King's Energy 'Coursing Through the Nations,' Griswold Affirms
Episcopal News Service. January 17, 2006 [011706-1]
Pat McCaughan
Dr. Martin Luther King Jr.'s life and death "released an energy that is still coursing through the nations of the world," Presiding Bishop Frank T. Griswold told the congregation that filled L.A.'s Cathedral Center January 16 to mark the national holiday devoted to the slain civil rights leader.
That energy "helps us to see Christ in one another," Griswold emphasized during the gathering, hosted annually by L.A. Bishop Suffragan Chester Talton, and this year part of the Presiding Bishop's three-day visit to Los Angeles.
Griswold challenged his listeners to find more creative and alternative ways to effect change, and thanked Bishop Julio Murray of Panama, presenter for the annual observance. (A separate ENS story on Murray's presentation will follow.)
"What's so important about your being with us is, it reminds us we are part of something far larger than the Episcopal Church in the United States, that through our baptism we are joined in webs of relationship," Griswold told Murray in remarks during the gathering.
Griswold also preached at the principal Sunday service January 15 -- which would have been King's 77th birthday -- at L.A.'s historic St. John's Church, located in the West Adams district near the USC campus.
The Presiding Bishop recalled King's "I've Been to the Mountaintop" speech while preaching about Dr. King's vocation as a prophet and social activist.
Griswold underscored the significance of the speech King delivered -- one day before he was assassinated -- in support of striking sanitation workers in Memphis. "King said, 'the question is not, if I stop to help a man in need what will happen to me? The question is, if I don't stop to help the sanitation workers what will happen to them?'
"We might not ever be called to anything as drastic," said Griswold, but he challenged about 250 worshippers to consider their own vocations while remembering King's life and witness.

_What is being asked_: Retype the passage of the Griswold news report starting at "Griswold challenged his" and ending at "during the gathering.".

_Given records_:

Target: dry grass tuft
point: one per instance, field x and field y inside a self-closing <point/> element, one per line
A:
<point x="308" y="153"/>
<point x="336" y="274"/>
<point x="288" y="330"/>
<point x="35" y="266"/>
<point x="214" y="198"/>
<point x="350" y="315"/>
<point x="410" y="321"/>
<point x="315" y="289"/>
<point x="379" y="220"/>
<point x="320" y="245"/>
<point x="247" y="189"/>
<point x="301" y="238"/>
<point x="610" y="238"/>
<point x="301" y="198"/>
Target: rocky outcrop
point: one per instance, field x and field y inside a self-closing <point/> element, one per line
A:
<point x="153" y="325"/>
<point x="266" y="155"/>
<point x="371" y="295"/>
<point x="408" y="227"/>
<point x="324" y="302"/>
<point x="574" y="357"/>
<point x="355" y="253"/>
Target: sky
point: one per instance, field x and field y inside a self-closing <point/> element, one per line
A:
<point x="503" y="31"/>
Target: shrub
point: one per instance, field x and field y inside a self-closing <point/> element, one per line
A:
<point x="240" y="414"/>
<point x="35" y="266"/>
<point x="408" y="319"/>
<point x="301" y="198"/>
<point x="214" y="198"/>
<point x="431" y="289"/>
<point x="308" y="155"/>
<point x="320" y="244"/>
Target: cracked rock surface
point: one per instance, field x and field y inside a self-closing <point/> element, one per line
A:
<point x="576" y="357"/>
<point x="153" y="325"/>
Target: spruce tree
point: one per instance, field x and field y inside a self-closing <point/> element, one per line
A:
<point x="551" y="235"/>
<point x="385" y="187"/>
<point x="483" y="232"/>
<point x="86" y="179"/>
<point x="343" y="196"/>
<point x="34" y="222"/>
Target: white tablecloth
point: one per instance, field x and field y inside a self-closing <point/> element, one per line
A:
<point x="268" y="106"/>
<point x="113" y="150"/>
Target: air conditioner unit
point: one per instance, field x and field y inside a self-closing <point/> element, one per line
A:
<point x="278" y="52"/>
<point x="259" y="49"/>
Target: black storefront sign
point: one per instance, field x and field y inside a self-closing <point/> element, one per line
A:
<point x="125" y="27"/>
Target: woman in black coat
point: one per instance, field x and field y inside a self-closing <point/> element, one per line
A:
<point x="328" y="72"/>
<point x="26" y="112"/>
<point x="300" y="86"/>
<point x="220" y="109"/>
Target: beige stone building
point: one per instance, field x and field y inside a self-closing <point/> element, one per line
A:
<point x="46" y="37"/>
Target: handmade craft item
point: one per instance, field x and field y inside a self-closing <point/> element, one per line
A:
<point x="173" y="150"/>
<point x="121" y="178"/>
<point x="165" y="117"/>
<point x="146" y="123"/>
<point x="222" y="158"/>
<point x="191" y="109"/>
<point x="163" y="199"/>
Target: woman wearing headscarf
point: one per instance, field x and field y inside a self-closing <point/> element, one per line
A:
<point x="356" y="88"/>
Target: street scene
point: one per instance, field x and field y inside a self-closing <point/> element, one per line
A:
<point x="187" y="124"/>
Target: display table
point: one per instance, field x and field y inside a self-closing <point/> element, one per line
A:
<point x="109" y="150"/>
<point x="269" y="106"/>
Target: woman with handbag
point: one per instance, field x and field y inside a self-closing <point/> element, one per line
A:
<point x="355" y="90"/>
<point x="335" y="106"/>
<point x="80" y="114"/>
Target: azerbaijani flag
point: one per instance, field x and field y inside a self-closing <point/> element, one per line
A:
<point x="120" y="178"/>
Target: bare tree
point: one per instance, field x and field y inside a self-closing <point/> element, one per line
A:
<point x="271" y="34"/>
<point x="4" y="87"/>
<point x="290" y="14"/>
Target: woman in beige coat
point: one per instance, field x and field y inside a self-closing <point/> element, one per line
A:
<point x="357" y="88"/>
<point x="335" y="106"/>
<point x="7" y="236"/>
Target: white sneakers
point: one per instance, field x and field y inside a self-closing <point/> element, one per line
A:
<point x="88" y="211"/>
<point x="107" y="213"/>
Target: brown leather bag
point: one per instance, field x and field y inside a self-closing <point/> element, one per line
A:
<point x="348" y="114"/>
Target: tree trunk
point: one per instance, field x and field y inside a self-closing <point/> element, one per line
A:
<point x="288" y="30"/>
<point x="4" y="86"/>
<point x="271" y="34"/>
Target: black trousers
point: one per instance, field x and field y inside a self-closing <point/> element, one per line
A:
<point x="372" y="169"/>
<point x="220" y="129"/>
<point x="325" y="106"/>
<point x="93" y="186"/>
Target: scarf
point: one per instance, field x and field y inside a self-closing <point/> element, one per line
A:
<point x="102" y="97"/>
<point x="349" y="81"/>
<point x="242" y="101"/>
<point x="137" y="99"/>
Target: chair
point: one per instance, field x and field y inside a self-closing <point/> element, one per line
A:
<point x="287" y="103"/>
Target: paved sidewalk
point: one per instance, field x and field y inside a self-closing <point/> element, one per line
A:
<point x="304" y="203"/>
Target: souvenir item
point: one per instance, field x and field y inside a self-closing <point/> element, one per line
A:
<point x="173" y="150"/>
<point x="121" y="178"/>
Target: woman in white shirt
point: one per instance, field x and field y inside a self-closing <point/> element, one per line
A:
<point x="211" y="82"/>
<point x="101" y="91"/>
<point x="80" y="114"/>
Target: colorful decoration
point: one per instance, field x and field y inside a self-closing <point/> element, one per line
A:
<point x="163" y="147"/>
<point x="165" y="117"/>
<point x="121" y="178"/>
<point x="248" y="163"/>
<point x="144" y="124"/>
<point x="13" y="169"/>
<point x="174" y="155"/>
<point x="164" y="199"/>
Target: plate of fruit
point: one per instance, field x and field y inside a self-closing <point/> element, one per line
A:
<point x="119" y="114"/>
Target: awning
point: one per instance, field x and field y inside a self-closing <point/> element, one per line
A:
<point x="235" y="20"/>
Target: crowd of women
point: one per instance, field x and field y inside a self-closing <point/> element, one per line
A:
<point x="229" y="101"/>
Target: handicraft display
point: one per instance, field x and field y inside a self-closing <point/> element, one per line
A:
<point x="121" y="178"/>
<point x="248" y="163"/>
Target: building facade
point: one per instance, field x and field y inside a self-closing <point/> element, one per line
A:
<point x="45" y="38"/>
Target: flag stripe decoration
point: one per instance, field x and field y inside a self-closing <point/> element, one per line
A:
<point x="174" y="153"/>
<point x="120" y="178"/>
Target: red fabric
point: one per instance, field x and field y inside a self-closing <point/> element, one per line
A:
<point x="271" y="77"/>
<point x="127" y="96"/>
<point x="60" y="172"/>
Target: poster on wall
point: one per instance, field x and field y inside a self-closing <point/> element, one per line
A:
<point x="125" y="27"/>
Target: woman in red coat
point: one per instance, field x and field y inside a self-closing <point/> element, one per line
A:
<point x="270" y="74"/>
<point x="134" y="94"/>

_Finished task_:
Griswold challenged his listeners to find more creative and alternative ways to effect change, and thanked Bishop Julio Murray of Panama, presenter for the annual observance. (A separate ENS story on Murray's presentation will follow.)
"What's so important about your being with us is, it reminds us we are part of something far larger than the Episcopal Church in the United States, that through our baptism we are joined in webs of relationship," Griswold told Murray in remarks during the gathering.